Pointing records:
★ ★ ★ ★
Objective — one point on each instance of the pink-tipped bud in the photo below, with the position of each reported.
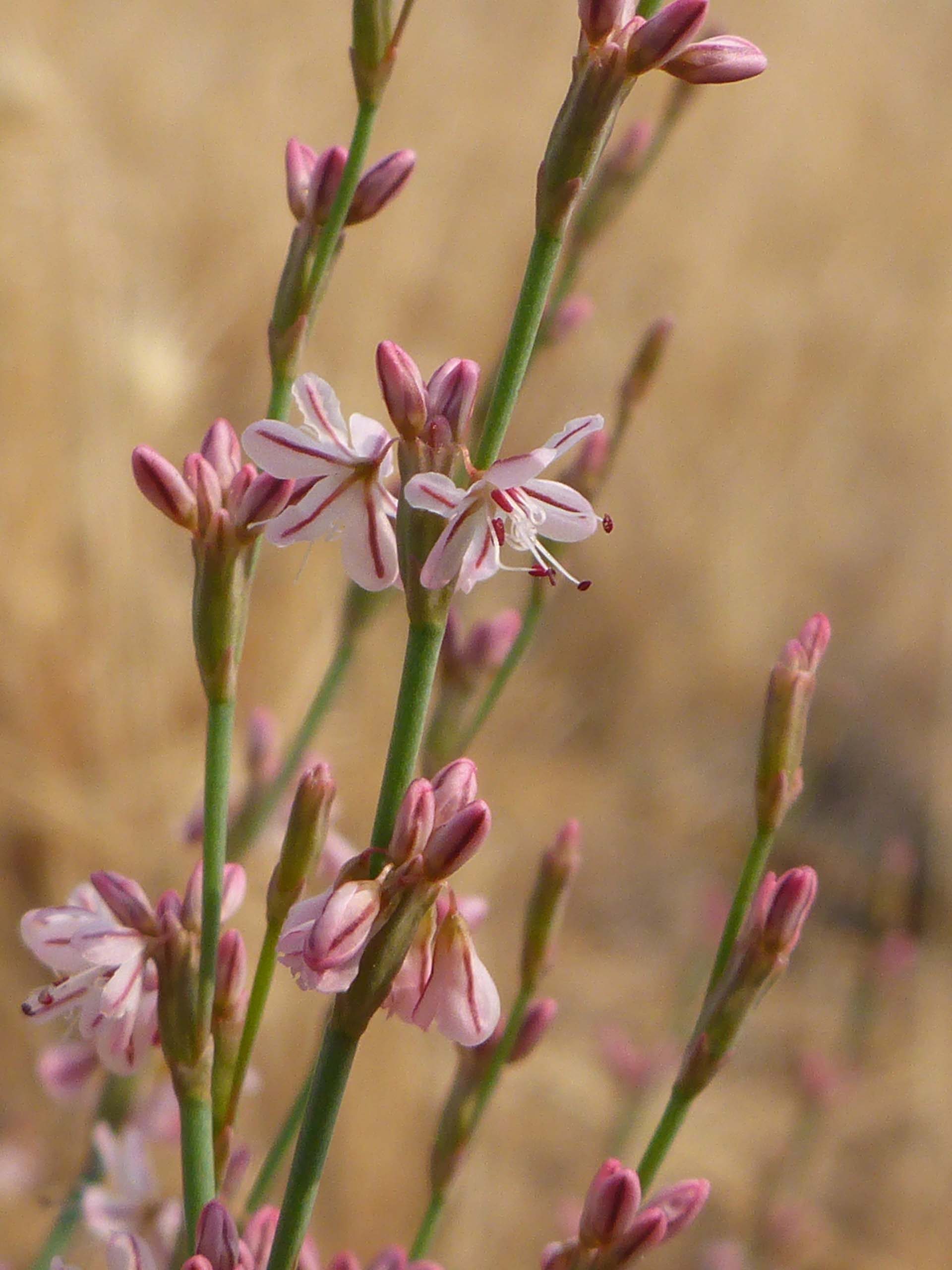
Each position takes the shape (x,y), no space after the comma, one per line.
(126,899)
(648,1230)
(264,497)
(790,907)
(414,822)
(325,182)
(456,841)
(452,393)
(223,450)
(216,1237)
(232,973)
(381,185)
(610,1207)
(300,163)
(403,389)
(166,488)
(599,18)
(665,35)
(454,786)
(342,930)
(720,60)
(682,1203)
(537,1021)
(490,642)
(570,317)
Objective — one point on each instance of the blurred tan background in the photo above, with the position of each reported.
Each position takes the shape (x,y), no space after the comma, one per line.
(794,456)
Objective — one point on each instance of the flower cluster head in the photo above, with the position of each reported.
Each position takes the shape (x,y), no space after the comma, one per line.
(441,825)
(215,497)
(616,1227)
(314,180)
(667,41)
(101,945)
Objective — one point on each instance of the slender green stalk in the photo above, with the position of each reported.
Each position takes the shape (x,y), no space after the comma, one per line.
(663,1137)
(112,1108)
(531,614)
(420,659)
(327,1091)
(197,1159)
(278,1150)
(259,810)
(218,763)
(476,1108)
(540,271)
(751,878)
★ ★ ★ ★
Required task → Print every line of the records above without changing a character, and leave the picture out.

Exercise response →
Objective — one point on each instance of the pink-tipped bud in the photo below, with the position of each reported.
Each position takes the shape (x,y), no space after the comma, one per line.
(126,899)
(648,1230)
(264,497)
(790,907)
(414,822)
(325,182)
(456,841)
(452,393)
(223,450)
(216,1237)
(232,973)
(381,185)
(610,1207)
(300,163)
(403,389)
(166,488)
(599,18)
(665,35)
(454,786)
(342,930)
(720,60)
(682,1203)
(537,1021)
(490,642)
(570,317)
Objective — one point on each instance of the blurred tan background in the photo above, with the position of each reported.
Each position takes the shape (x,y), no space after the comma, one per line.
(794,456)
Objective — one point on each instance of the flower cluster head in the photo above, with the position of each reported.
Each position takes the shape (x,y), no space after the comma, one per line.
(441,825)
(215,497)
(616,1227)
(314,180)
(667,41)
(101,945)
Objective — one point on each instance of the slender green stalk in the photo above, with the position of each reported.
Each position takes the shape (x,y), no space after the comma, one per line.
(663,1137)
(112,1108)
(531,614)
(420,659)
(327,1091)
(197,1159)
(278,1150)
(259,810)
(218,763)
(476,1108)
(540,271)
(751,878)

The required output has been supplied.